→ **TO DO**:
• a. In the forum thread about venting speakers through an attic, what manifold sizes does chad say he has seen big drivers put into?
• b. Write out the part of the attic speaker venting thread starting with "It would have" and going on through "(Mar 20, 2007)".
• c. Go on with the forum thread about attic speaker venting from the point where it stops.

I like this idea. I'm still trying to decide if I want to go IB upstairs or not. I have plenty of attic space on the backside. Just need to cut a vent through the wall and I'm set. I had planned to do the same as you did, though, and use a larger air vent to conceal the vent.


----------



## chad (Jun 30, 2005)

If venting area needs to be that big Bikini.. then tell me how so many people do manifolds? It's just a bakkids manifold!


----------



## ErinH (Feb 14, 2007)

you're probably right. I'm trying to recall what the rule of thumb was, that I had read on 'cult'. Can't friggin remember and am too lazy to search right now.


----------



## chad (Jun 30, 2005)

bikinpunk said:


> you're probably right. I'm trying to recall what the rule of thumb was, that I had read on 'cult'. Can't friggin remember and am too lazy to search right now.



It would have to do with the total cubic volume of air moved I would imagine.

BUT on that site I have see TONS of big ass drivers manifolded into 16X16 or 24X24 manifolds.


----------



## Xander (Mar 20, 2007)

→ **RAW RECORDS**:
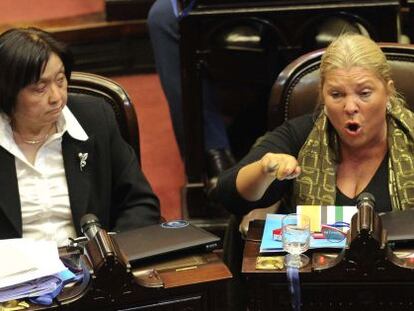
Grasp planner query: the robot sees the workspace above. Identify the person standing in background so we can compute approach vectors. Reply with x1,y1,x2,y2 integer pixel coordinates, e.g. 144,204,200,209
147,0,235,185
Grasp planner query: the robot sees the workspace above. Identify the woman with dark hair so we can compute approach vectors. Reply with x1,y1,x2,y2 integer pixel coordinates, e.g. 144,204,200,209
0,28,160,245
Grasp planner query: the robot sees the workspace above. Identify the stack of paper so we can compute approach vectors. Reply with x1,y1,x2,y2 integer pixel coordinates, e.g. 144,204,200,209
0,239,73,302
* * *
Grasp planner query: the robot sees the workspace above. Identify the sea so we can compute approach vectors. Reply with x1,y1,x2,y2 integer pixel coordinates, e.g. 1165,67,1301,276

→ **OUTPUTS**:
• a. 16X16 or 24X24 manifolds.

• b.
It would have to do with the total cubic volume of air moved I would imagine.

BUT on that site I have see TONS of big ass drivers manifolded into 16X16 or 24X24 manifolds.


----------



## Xander (Mar 20, 2007)

• c.
ThomasW says that in general the cross sectional area of the passage from the manifold to the other side should be no less than 1/2 the total SD of the drivers. Mine is just barely over 1/2. The bad thing is that it is so off center, it causes unequal excursion. The driver closest to the "vent" moves the most, while the one farthest away moves the least. It's not a huge amount, but definitely will not build it this way again.

I am moving to a new house in a couple weeks and bringing my system to use in my new room. I'm going to use the subs in an OB configuration. Hopefully I can get extension down to 30 hz. I'll do some modeling and see if I can modify the manifold and use it as the new baffle.


----------



## RavynX (Jun 22, 2009)

My neighbors would have killed us if we had something like this in our apartment in college. XD Must be nice to have a house. haha! Nice setup.


----------



## Carlo SQ (Jul 1, 2009)

WOW, gorgeous setup!!

From one college student to the other, PROPS!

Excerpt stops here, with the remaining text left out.